__EXCERPTED TEXT__.
--- START ---
Summary of interviews with non-elite Olympic weightlifters on mental techniques and skills they use to improve their performance.

Who

7 non-elite Olympic weightlifters (2 females, 5 males) aged 24.1 ± 3.2 years (Cyprus). Athletes had on average 3 years of experience and competed at least once in the national competition (5 athletes competed internationally).

Design

In-depth semi-structured interviews

Outcome measures

  • Perceptions on mental preparation

Main results

  • All athletes thought that mental preparation in important, especially during competition.

  • Some athletes thought that there is a connection between mental state and performance / physical state. They thought that if you are not ready mentally, you will not be able to utilise what your body can do.

  • Two main themes from the inteviews were:

    • “mental techniques” - factors allowing to feel prepared:
      • “extrinsic self-confidence”
      • “intrinsic self-confidence”
      • “self-efficacy”
      • “mistake coping”
      • “consistency”
      • “competing against self”
      • “emotional arousal”

Olympic weightlifting mental preparation factors

  • “mental skills” - processes to prepare mentally:
    • “imagery”
    • “self-talk”
    • “routine”
    • “distance”
    • “focus”
    • “push for maximum”
    • “sense arousal”
    • “arousal control”
--- END ---
__EXCERPTED RECORDS__.
--- START ---
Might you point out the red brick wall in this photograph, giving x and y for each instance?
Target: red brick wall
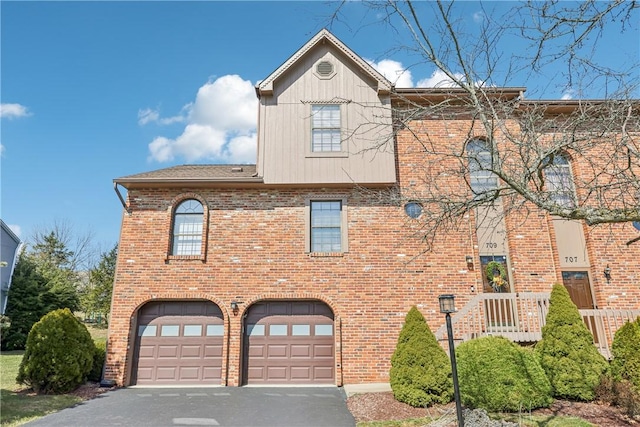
(255, 249)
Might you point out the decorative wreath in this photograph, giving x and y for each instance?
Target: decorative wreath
(500, 280)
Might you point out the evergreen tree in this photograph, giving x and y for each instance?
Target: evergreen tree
(567, 353)
(26, 304)
(420, 369)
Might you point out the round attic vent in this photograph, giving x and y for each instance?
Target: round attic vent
(324, 68)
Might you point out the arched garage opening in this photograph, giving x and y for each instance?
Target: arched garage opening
(289, 342)
(178, 343)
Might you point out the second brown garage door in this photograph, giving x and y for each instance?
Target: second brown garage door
(179, 343)
(289, 342)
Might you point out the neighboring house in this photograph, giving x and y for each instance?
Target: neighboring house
(9, 250)
(300, 269)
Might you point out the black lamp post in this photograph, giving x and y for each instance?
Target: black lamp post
(447, 306)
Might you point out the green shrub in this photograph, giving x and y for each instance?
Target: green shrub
(420, 369)
(99, 356)
(567, 353)
(58, 355)
(627, 398)
(626, 354)
(498, 375)
(5, 323)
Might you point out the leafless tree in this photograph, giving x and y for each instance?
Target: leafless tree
(575, 159)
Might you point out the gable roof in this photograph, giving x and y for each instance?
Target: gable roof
(265, 87)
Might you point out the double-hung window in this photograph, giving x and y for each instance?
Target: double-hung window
(325, 128)
(559, 181)
(482, 179)
(326, 226)
(187, 228)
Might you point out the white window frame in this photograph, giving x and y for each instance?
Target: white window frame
(481, 179)
(559, 181)
(344, 239)
(187, 242)
(331, 128)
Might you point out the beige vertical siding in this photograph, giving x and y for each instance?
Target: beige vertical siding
(284, 152)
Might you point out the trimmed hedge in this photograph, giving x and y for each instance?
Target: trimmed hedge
(567, 353)
(498, 375)
(59, 354)
(99, 356)
(420, 369)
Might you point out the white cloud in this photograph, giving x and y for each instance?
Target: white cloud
(17, 230)
(439, 79)
(13, 111)
(148, 115)
(568, 95)
(221, 125)
(394, 72)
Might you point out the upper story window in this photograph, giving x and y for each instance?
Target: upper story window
(187, 228)
(325, 128)
(326, 231)
(557, 172)
(482, 179)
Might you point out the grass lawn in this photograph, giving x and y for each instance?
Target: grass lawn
(16, 405)
(523, 420)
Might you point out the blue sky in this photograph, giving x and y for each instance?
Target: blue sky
(92, 91)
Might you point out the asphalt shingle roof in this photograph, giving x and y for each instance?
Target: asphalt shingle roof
(195, 173)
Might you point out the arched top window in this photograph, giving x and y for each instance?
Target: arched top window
(482, 180)
(557, 172)
(187, 228)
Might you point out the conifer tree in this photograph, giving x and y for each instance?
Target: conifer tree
(420, 369)
(567, 353)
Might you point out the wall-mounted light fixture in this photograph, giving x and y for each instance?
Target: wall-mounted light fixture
(607, 273)
(469, 260)
(234, 307)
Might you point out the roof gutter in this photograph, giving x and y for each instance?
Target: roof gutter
(124, 204)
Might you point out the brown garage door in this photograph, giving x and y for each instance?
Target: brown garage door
(179, 343)
(289, 342)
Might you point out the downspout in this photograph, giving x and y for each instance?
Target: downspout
(124, 204)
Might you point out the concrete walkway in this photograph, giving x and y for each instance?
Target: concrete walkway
(221, 406)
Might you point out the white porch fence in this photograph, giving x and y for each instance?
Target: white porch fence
(521, 316)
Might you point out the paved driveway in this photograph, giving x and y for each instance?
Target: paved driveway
(221, 406)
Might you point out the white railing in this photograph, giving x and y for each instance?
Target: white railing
(603, 324)
(521, 316)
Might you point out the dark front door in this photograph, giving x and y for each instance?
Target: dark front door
(579, 288)
(499, 311)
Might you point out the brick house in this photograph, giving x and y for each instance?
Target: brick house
(301, 268)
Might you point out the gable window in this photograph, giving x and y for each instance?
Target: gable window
(187, 228)
(482, 180)
(325, 128)
(327, 226)
(559, 181)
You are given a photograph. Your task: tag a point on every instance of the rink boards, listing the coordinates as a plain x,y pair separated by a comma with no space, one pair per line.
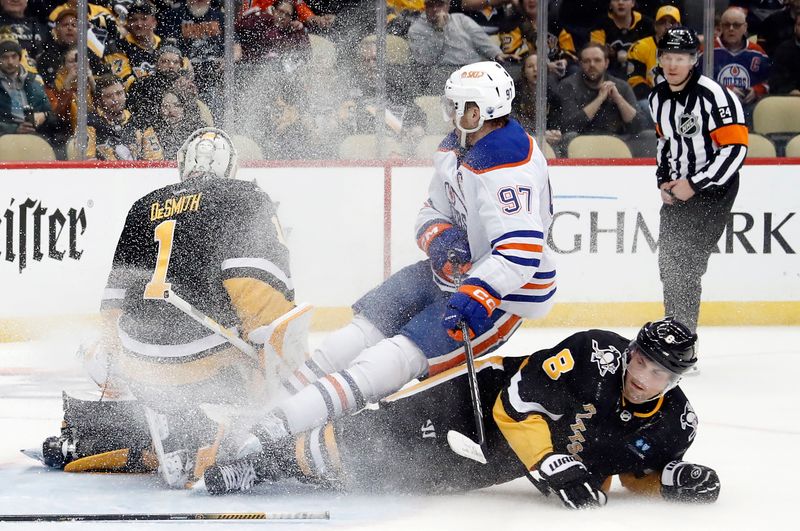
349,226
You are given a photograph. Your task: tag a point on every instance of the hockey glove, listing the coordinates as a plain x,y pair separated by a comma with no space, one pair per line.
443,242
473,304
568,478
686,482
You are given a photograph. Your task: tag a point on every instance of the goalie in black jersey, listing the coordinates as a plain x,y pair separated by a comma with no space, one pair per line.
200,268
569,418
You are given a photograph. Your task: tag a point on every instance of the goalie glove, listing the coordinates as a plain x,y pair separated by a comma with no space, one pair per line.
687,482
567,477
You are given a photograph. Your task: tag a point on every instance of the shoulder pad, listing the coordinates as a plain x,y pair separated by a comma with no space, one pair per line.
510,145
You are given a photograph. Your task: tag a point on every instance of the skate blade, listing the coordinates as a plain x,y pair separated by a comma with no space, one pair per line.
34,453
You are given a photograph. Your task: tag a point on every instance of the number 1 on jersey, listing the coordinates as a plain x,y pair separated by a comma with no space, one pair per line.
164,233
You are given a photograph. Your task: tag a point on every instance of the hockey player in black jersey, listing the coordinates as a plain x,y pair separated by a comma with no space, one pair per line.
208,249
569,418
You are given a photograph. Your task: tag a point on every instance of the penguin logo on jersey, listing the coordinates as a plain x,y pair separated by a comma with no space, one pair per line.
428,430
689,420
607,360
688,125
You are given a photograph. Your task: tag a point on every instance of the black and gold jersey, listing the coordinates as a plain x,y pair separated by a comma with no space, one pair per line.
616,38
568,399
131,61
218,245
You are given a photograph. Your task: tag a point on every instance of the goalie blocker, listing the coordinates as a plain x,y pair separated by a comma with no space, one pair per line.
557,417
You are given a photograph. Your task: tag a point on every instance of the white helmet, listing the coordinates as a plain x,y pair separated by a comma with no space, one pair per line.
208,152
487,84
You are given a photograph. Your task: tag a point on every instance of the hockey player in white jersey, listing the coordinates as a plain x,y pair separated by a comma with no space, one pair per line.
489,209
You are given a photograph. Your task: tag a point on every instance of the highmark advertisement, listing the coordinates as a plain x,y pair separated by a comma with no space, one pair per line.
59,227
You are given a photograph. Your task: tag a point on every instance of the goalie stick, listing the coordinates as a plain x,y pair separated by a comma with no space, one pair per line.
458,442
187,308
325,515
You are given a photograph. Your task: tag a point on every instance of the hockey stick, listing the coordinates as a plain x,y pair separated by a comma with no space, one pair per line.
166,516
458,442
187,308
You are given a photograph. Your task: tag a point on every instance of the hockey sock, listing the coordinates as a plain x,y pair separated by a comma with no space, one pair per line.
317,454
374,374
337,351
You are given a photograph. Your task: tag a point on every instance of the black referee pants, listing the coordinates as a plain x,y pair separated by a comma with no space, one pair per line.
688,234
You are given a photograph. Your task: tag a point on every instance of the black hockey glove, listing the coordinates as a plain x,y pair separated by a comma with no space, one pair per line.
569,479
686,482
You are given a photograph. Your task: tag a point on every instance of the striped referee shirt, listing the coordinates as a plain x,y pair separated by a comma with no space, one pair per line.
701,134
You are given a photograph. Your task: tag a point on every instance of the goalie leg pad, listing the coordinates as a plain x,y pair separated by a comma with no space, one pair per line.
91,428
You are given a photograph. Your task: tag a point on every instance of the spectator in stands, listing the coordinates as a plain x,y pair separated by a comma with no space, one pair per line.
642,56
30,32
524,104
305,16
178,117
619,31
576,18
112,133
144,96
24,107
441,42
757,11
401,14
63,37
778,27
63,92
740,65
135,55
649,8
596,103
199,28
274,35
103,31
522,40
785,78
493,16
404,120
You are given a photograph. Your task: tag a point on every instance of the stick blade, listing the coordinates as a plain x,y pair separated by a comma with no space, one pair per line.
465,447
34,453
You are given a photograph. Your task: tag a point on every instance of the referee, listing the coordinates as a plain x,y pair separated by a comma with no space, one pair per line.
702,143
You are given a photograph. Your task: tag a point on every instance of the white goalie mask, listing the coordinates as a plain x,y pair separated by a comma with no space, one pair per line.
487,84
208,153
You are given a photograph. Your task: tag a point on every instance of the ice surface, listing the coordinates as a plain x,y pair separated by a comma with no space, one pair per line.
746,397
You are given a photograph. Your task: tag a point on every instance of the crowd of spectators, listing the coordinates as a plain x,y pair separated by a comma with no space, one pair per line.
306,75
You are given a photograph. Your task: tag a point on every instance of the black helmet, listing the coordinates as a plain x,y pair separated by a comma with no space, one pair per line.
669,343
679,39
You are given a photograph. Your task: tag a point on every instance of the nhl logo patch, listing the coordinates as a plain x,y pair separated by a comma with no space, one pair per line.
688,125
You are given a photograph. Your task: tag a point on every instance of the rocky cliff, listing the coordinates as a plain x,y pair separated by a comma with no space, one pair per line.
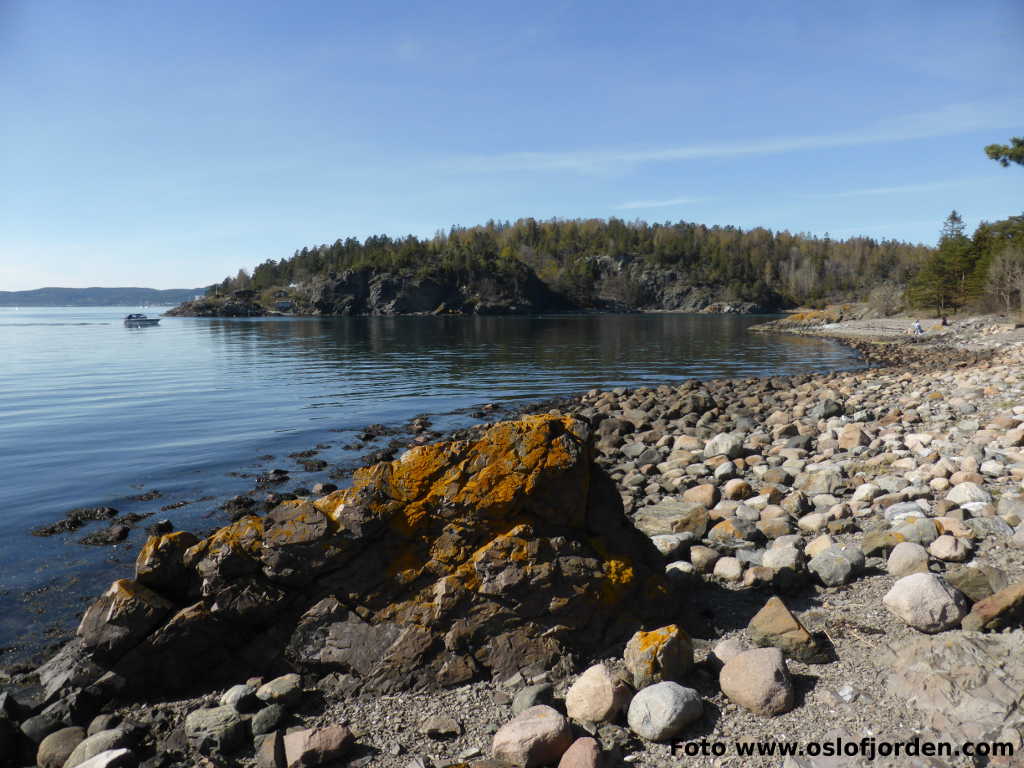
617,287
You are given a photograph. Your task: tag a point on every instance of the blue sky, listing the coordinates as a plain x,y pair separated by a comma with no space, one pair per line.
170,143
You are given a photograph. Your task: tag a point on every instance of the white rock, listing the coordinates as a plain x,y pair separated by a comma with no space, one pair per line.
866,492
813,522
726,444
758,680
729,648
596,696
662,711
818,545
121,758
966,493
906,558
949,549
926,602
537,736
783,557
728,569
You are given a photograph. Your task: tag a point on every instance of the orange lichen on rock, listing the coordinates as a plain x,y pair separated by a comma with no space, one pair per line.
458,559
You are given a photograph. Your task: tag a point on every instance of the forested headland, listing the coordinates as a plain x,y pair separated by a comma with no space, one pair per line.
598,264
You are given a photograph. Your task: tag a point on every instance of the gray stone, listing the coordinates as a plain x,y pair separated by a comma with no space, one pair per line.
898,513
825,409
758,680
926,602
121,758
596,696
968,686
967,493
783,557
949,549
673,517
989,526
662,654
535,737
54,750
114,738
662,711
311,748
919,530
242,697
286,690
103,722
833,567
672,546
730,445
267,719
907,558
531,695
978,582
217,730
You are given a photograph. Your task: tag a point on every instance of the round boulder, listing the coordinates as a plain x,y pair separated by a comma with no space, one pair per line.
596,696
57,747
535,737
758,680
926,602
662,711
665,653
907,558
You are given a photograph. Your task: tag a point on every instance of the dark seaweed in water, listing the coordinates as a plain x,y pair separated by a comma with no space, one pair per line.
75,519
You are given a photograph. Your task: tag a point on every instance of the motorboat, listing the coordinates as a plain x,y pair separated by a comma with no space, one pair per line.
140,321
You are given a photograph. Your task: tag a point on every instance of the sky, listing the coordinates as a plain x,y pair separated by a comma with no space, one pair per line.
168,144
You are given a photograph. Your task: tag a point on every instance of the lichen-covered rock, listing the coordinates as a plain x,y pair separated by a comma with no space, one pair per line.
459,560
122,617
161,564
538,736
665,653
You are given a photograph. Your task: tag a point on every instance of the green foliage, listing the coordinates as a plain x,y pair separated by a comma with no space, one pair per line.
590,261
964,270
1007,154
944,282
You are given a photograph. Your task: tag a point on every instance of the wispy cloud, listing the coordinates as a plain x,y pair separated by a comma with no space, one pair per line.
950,120
643,204
883,192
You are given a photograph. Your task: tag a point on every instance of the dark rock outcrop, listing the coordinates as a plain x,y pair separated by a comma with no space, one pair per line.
457,561
373,292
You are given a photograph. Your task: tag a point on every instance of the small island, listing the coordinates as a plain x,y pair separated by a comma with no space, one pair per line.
532,266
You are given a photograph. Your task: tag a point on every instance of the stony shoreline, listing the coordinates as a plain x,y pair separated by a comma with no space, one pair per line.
784,512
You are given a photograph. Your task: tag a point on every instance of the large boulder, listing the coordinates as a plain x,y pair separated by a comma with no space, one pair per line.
665,653
775,626
664,710
460,560
596,696
758,680
535,737
926,602
122,617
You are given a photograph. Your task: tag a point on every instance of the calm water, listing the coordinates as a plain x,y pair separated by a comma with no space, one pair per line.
92,413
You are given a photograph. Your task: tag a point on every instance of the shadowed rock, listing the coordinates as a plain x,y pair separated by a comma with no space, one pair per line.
459,560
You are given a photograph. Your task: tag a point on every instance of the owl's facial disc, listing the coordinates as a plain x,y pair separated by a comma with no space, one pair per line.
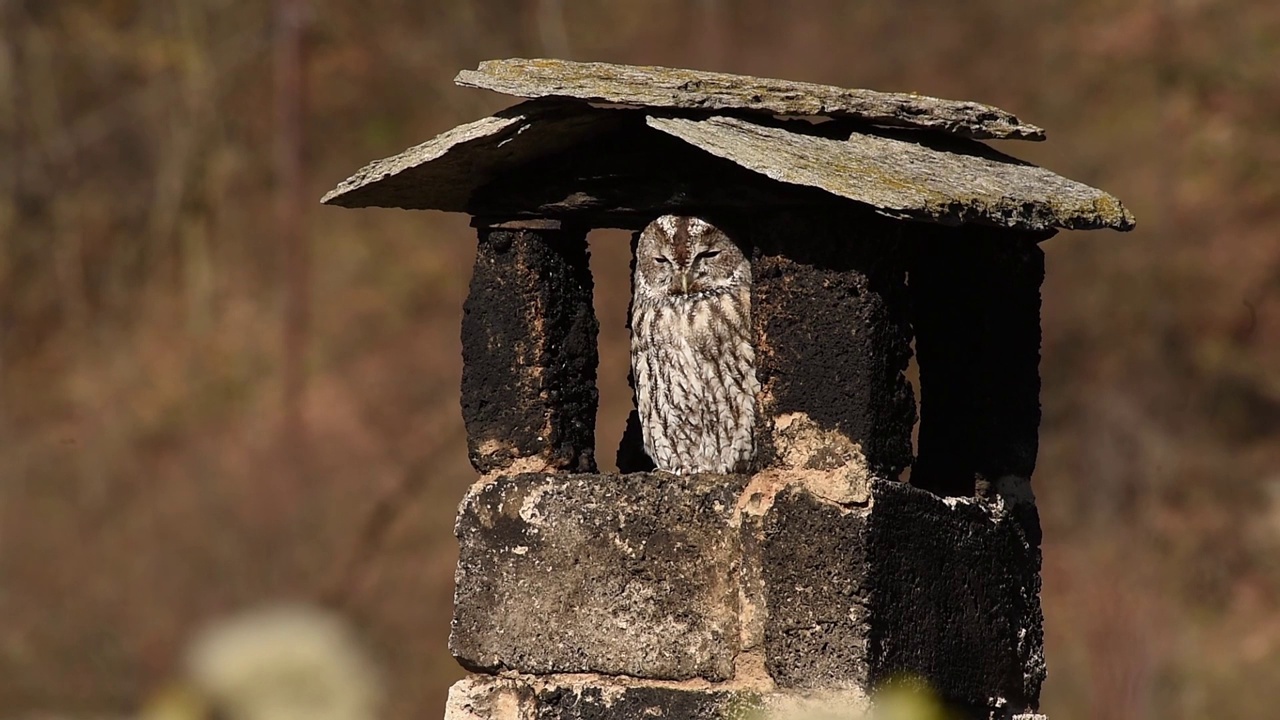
685,255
--- END ---
__APPLY WHAT YOU READ__.
#1 Copy out the part of the weightlifting interview summary that opens with the words containing "7 non-elite Olympic" and closes with "especially during competition.", swapping "competition" for "meet" each time it occurs.
#2 According to the weightlifting interview summary, how much experience did the athletes have on average?
None of the entries are needed for this work.

__COMPLETED EXERCISE__.
#1
7 non-elite Olympic weightlifters (2 females, 5 males) aged 24.1 ± 3.2 years (Cyprus). Athletes had on average 3 years of experience and competed at least once in the national meet (5 athletes competed internationally).

Design

In-depth semi-structured interviews

Outcome measures

  • Perceptions on mental preparation

Main results

  • All athletes thought that mental preparation in important, especially during meet.

#2 3 years